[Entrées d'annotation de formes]
######

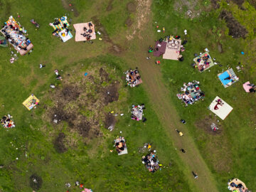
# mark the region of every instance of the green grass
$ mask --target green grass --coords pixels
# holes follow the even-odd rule
[[[16,124],[11,130],[0,129],[0,155],[2,157],[0,164],[5,165],[5,168],[0,169],[0,191],[10,192],[17,189],[18,191],[31,191],[29,176],[34,173],[43,178],[42,188],[38,191],[64,191],[65,183],[70,182],[74,186],[77,180],[94,191],[193,191],[193,186],[188,184],[188,176],[183,174],[186,166],[180,161],[166,130],[156,117],[155,112],[150,106],[151,101],[143,85],[133,89],[127,87],[128,93],[124,90],[120,90],[119,100],[122,103],[117,107],[119,110],[123,110],[124,115],[119,117],[116,124],[117,130],[110,132],[101,127],[104,133],[102,139],[100,141],[94,139],[86,144],[82,142],[80,136],[70,133],[70,137],[77,139],[77,146],[69,149],[64,154],[56,152],[53,140],[59,132],[69,134],[68,125],[64,124],[60,129],[43,119],[46,115],[43,105],[52,107],[53,105],[48,98],[50,94],[49,85],[53,83],[62,86],[54,78],[55,68],[63,69],[63,73],[66,73],[81,63],[89,65],[97,62],[115,68],[117,75],[121,77],[122,72],[132,65],[127,62],[131,55],[127,55],[125,51],[119,55],[122,58],[107,54],[109,45],[104,41],[95,40],[92,45],[89,45],[75,43],[72,39],[61,43],[51,36],[53,28],[48,23],[65,14],[73,18],[73,24],[89,21],[96,16],[113,42],[122,44],[125,48],[124,50],[129,49],[136,53],[142,43],[154,43],[154,39],[151,43],[134,39],[131,47],[127,43],[125,34],[131,29],[125,26],[125,20],[129,16],[132,20],[135,19],[135,14],[128,13],[127,10],[126,4],[129,1],[115,0],[113,9],[106,11],[108,5],[106,1],[75,0],[73,4],[80,12],[76,18],[73,12],[63,9],[60,1],[31,3],[28,0],[22,2],[0,0],[3,7],[3,11],[0,13],[1,22],[6,21],[10,15],[16,17],[16,20],[27,29],[35,46],[32,54],[19,57],[14,64],[9,62],[9,48],[0,49],[1,115],[10,113]],[[199,0],[195,10],[210,10],[209,2]],[[184,16],[184,10],[182,12],[174,11],[174,0],[159,0],[154,1],[152,6],[153,21],[156,21],[161,28],[165,27],[165,34],[179,34],[183,38],[185,28],[188,33],[186,37],[188,43],[183,53],[184,61],[161,61],[163,76],[169,90],[170,102],[174,105],[181,117],[187,121],[187,132],[195,139],[202,156],[218,181],[219,191],[224,191],[228,179],[233,177],[239,178],[253,191],[256,188],[253,179],[256,177],[253,169],[256,164],[255,95],[245,93],[242,84],[247,80],[256,80],[254,75],[256,71],[254,63],[255,22],[251,21],[255,18],[255,10],[247,2],[243,5],[247,10],[242,11],[235,4],[228,6],[222,1],[220,10],[203,11],[200,16],[191,19]],[[245,40],[234,39],[227,35],[228,29],[225,23],[218,17],[223,9],[231,11],[246,27],[249,36]],[[17,13],[20,18],[16,16]],[[41,24],[38,31],[30,23],[31,18]],[[149,25],[153,25],[155,28],[154,22]],[[149,32],[146,26],[145,28]],[[156,32],[154,36],[157,39],[161,36]],[[223,53],[218,53],[218,42],[223,45]],[[202,52],[206,47],[210,50],[210,55],[216,58],[223,67],[216,65],[211,68],[210,71],[200,73],[192,68],[191,64],[193,53]],[[242,55],[240,51],[244,51],[245,55]],[[236,73],[240,81],[225,89],[217,79],[217,74],[228,67],[232,67],[235,71],[238,62],[245,66],[243,72]],[[46,64],[46,68],[40,70],[40,63]],[[206,97],[203,101],[184,108],[176,94],[183,82],[193,80],[201,82],[201,87]],[[105,84],[103,82],[102,85],[105,86]],[[22,102],[31,93],[42,100],[37,109],[29,112]],[[212,135],[198,129],[195,124],[211,114],[207,107],[216,95],[229,103],[234,110],[225,121],[220,120],[221,134]],[[144,124],[132,121],[127,112],[132,104],[142,102],[146,107],[144,114],[148,121]],[[109,106],[107,110],[110,110],[111,107]],[[88,117],[92,115],[86,110],[80,112]],[[110,152],[112,149],[113,139],[119,134],[119,131],[127,139],[129,151],[129,154],[121,156],[115,151]],[[154,174],[146,170],[141,163],[143,154],[137,152],[138,148],[145,142],[153,144],[160,162],[165,166]],[[17,157],[18,160],[16,159]],[[78,188],[71,190],[80,191]]]
[[[51,36],[53,28],[48,23],[65,13],[73,18],[73,23],[87,21],[96,14],[112,37],[117,35],[119,28],[123,31],[125,30],[125,17],[119,20],[116,16],[128,16],[126,10],[127,1],[124,1],[120,5],[114,1],[114,6],[117,8],[110,13],[104,11],[105,5],[100,6],[100,11],[97,14],[90,8],[97,7],[100,1],[98,3],[75,1],[74,4],[80,11],[78,18],[65,10],[60,1],[54,4],[51,1],[44,1],[43,3],[36,1],[33,4],[29,1],[0,2],[9,6],[8,10],[1,12],[1,21],[7,20],[9,15],[16,17],[18,13],[21,17],[16,20],[27,29],[35,46],[30,55],[19,57],[14,64],[9,63],[9,49],[0,49],[0,59],[4,61],[1,65],[0,71],[2,87],[1,115],[11,114],[16,124],[16,127],[11,130],[0,129],[0,154],[3,157],[0,164],[5,165],[5,168],[0,170],[0,191],[31,191],[29,176],[34,173],[43,178],[42,188],[38,191],[63,191],[65,183],[70,182],[73,187],[77,180],[95,191],[188,191],[176,151],[169,138],[163,134],[163,127],[150,107],[142,87],[136,89],[127,87],[129,89],[128,97],[125,92],[120,92],[120,100],[124,101],[122,108],[119,107],[124,110],[125,114],[119,118],[116,125],[118,130],[110,133],[102,127],[103,138],[95,139],[87,144],[81,142],[80,136],[73,134],[72,137],[78,139],[77,147],[70,148],[64,154],[56,152],[53,140],[59,131],[69,134],[68,125],[63,124],[60,130],[59,127],[55,127],[44,119],[46,110],[43,106],[53,106],[53,102],[48,97],[51,94],[49,85],[53,83],[62,86],[54,78],[55,68],[62,69],[65,73],[81,63],[97,61],[115,68],[117,75],[120,77],[129,68],[125,60],[121,58],[111,55],[100,55],[105,48],[100,41],[95,41],[91,46],[87,43],[75,43],[73,39],[66,43],[61,43]],[[121,11],[122,14],[119,14]],[[38,31],[30,23],[29,20],[32,18],[41,24]],[[79,51],[82,52],[79,53]],[[80,55],[84,53],[87,56]],[[85,60],[85,58],[87,59]],[[40,63],[46,64],[46,67],[40,70]],[[31,93],[41,100],[41,105],[29,112],[22,102]],[[149,120],[145,124],[132,121],[127,112],[132,104],[142,102],[145,103],[147,108],[145,116]],[[91,115],[86,111],[85,113],[85,116]],[[113,139],[119,134],[120,130],[127,139],[129,154],[118,156],[115,151],[110,153],[110,150],[112,149]],[[97,144],[99,139],[103,141],[100,144]],[[143,154],[137,152],[139,147],[149,142],[153,143],[161,163],[165,166],[154,174],[146,170],[141,163]],[[169,165],[170,162],[171,166]],[[71,190],[80,191],[75,188]]]
[[[252,169],[252,166],[256,164],[254,158],[255,121],[253,117],[256,114],[253,102],[255,95],[246,93],[242,84],[247,80],[256,80],[253,73],[251,73],[255,71],[255,62],[250,59],[255,50],[255,43],[252,43],[255,35],[252,32],[255,22],[251,22],[250,18],[254,16],[255,10],[248,3],[244,4],[247,10],[242,11],[233,4],[226,6],[223,1],[219,10],[212,11],[191,20],[184,18],[183,13],[171,11],[173,8],[170,1],[164,1],[162,5],[155,3],[154,11],[157,13],[161,10],[168,13],[169,16],[161,17],[155,14],[155,20],[160,27],[166,27],[167,34],[178,34],[184,38],[183,31],[187,29],[186,38],[188,41],[186,46],[186,50],[183,54],[185,58],[183,62],[162,61],[162,73],[170,91],[170,101],[176,106],[180,116],[187,120],[187,131],[195,138],[202,156],[214,173],[220,191],[223,191],[223,188],[227,187],[228,179],[233,177],[240,178],[253,191],[256,188],[255,183],[252,180],[252,178],[256,176]],[[228,29],[225,22],[218,18],[223,9],[230,11],[236,19],[245,26],[249,31],[247,39],[234,39],[227,35]],[[175,28],[178,28],[178,30],[174,32]],[[225,35],[218,36],[220,31],[223,31]],[[218,42],[223,45],[223,53],[221,54],[217,49]],[[216,58],[223,67],[215,65],[200,73],[197,69],[192,68],[191,64],[193,63],[193,54],[203,52],[206,47],[210,50],[210,55]],[[241,51],[246,54],[242,55]],[[237,73],[235,69],[238,62],[245,67],[240,73]],[[222,70],[225,70],[228,67],[234,69],[240,80],[231,87],[224,88],[217,74]],[[176,95],[184,82],[193,80],[200,81],[206,98],[203,101],[185,108]],[[209,114],[213,114],[207,107],[217,95],[230,104],[234,110],[225,121],[220,119],[223,132],[220,135],[215,136],[197,128],[195,124]]]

######

[CONSIGNES] Extrayez du matériel ci-dessus chaque ligne qui contient le mot « green ».

[TRAVAIL TERMINÉ]
# mark the region of every instance of the green grass
$ mask --target green grass --coords pixels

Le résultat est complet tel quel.